:: What you need to do ::
Only the lines from the one containing "Target: dark wing edge" to the end of the records belong in the output; print them exactly.

:: Source records ::
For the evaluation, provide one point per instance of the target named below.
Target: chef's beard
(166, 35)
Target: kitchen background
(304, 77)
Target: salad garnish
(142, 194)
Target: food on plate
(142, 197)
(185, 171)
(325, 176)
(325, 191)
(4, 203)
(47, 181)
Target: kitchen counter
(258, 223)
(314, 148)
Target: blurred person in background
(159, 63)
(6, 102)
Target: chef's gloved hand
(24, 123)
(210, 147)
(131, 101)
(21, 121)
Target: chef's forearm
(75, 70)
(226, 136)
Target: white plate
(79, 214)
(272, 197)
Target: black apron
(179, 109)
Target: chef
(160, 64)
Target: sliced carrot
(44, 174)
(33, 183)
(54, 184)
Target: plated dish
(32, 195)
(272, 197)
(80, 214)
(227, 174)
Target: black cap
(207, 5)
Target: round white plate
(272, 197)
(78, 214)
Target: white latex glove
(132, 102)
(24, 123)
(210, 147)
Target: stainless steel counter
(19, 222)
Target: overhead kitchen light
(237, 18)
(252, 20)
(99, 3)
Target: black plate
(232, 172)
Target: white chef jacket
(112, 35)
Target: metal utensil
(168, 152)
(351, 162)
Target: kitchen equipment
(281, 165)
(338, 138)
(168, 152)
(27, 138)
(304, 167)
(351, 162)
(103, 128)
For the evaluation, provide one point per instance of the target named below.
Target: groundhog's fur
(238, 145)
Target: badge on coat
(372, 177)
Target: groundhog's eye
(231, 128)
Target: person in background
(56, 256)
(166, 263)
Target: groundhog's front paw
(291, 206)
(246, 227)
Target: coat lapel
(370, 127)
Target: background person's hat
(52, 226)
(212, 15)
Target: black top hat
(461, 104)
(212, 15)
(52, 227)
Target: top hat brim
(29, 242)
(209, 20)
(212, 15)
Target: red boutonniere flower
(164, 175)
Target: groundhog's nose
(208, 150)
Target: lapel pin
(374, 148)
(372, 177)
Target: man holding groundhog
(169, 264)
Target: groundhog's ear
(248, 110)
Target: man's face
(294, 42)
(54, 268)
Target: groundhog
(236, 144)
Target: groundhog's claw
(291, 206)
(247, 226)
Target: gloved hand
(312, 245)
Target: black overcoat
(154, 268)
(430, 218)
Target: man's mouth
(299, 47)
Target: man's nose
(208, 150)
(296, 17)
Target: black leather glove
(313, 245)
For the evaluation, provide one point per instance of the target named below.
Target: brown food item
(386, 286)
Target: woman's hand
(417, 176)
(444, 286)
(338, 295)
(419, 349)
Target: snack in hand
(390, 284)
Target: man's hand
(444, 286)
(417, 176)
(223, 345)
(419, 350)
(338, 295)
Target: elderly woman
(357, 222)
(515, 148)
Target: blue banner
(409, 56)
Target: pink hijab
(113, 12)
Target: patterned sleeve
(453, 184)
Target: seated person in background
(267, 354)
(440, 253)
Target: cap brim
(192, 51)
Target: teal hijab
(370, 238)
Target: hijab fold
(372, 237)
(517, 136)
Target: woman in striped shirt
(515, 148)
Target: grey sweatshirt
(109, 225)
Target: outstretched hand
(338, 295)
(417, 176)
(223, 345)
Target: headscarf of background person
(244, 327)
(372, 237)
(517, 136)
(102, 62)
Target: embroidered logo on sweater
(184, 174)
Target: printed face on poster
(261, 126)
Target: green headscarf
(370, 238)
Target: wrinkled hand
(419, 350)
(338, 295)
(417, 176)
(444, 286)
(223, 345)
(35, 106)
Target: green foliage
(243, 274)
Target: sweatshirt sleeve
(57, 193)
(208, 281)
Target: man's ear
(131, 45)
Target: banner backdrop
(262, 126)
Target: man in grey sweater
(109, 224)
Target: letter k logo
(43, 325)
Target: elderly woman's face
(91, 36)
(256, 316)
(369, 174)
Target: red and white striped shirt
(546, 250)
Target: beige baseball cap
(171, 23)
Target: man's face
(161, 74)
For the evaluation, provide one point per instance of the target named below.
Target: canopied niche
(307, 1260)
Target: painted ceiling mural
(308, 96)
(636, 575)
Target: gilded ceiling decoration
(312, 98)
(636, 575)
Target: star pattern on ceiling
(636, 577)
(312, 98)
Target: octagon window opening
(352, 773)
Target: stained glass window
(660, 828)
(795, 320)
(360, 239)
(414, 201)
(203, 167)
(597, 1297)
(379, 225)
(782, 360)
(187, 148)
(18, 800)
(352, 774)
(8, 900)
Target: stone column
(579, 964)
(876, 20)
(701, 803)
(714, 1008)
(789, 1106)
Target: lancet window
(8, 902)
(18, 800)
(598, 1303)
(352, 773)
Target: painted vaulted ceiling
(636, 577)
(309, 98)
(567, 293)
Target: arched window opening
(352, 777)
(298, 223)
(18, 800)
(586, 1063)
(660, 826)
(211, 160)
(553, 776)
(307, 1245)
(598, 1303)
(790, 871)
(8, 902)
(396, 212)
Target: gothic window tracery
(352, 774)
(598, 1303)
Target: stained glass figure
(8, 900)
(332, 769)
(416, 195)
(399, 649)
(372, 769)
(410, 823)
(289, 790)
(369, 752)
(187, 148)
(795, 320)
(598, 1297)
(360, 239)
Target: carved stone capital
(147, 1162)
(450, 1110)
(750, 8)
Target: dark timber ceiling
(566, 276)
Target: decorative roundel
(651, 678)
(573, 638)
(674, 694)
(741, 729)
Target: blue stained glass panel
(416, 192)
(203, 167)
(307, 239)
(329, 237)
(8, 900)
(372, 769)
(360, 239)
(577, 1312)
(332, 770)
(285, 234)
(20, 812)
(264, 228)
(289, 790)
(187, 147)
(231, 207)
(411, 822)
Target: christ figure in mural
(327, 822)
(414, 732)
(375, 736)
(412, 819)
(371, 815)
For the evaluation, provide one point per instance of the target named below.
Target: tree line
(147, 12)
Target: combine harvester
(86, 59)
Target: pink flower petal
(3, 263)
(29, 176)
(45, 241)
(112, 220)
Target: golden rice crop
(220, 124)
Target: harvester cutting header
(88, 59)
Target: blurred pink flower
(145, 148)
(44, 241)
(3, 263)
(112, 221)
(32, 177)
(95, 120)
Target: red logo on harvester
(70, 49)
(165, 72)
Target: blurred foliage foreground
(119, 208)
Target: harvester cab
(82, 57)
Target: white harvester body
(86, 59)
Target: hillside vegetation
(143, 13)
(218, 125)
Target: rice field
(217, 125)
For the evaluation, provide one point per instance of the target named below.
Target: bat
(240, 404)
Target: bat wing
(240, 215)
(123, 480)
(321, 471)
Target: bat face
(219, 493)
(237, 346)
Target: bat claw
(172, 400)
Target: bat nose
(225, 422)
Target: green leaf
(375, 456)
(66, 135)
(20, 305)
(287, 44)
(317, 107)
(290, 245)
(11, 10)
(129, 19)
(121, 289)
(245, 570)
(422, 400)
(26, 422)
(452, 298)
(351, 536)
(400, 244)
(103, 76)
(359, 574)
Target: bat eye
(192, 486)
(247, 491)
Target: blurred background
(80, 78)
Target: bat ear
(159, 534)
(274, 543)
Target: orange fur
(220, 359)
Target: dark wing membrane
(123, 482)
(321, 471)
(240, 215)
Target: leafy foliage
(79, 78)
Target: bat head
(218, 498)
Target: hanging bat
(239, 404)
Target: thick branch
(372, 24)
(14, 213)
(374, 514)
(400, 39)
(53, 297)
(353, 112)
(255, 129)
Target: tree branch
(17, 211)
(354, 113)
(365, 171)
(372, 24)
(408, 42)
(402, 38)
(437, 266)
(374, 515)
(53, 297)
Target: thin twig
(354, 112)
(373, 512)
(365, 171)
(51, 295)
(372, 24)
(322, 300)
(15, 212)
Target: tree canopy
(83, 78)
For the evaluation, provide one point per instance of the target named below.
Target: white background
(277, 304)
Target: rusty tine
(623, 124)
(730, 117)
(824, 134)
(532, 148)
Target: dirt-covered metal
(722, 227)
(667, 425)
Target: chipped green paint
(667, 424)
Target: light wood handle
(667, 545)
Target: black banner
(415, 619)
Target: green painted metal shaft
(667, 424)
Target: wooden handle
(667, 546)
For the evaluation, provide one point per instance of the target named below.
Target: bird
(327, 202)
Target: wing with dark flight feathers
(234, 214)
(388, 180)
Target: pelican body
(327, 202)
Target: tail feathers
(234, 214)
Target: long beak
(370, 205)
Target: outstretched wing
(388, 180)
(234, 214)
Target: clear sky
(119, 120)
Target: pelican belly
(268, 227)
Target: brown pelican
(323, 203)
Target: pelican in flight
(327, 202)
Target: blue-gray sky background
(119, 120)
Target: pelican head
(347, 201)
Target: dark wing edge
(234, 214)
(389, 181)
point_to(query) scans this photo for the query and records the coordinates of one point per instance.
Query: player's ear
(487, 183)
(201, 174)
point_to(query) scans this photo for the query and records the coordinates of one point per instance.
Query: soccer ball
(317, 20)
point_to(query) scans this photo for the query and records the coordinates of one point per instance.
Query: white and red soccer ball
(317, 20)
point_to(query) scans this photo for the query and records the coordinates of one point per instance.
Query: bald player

:: Result of the task ::
Target: dark wing edge
(234, 214)
(389, 181)
point_to(query) scans this photo for the query and records the coordinates of one point per instance.
Query: player's ear
(487, 183)
(201, 174)
point_to(query) scans this photo for the query and records the coordinates of one point per instance.
Query: soccer ball
(317, 20)
point_to(query) scans this photo for the query and records the coordinates of one point per instance.
Query: white and red soccer ball
(317, 20)
point_to(query) scans this photo for the query and records the coordinates of one point per instance.
Query: bald player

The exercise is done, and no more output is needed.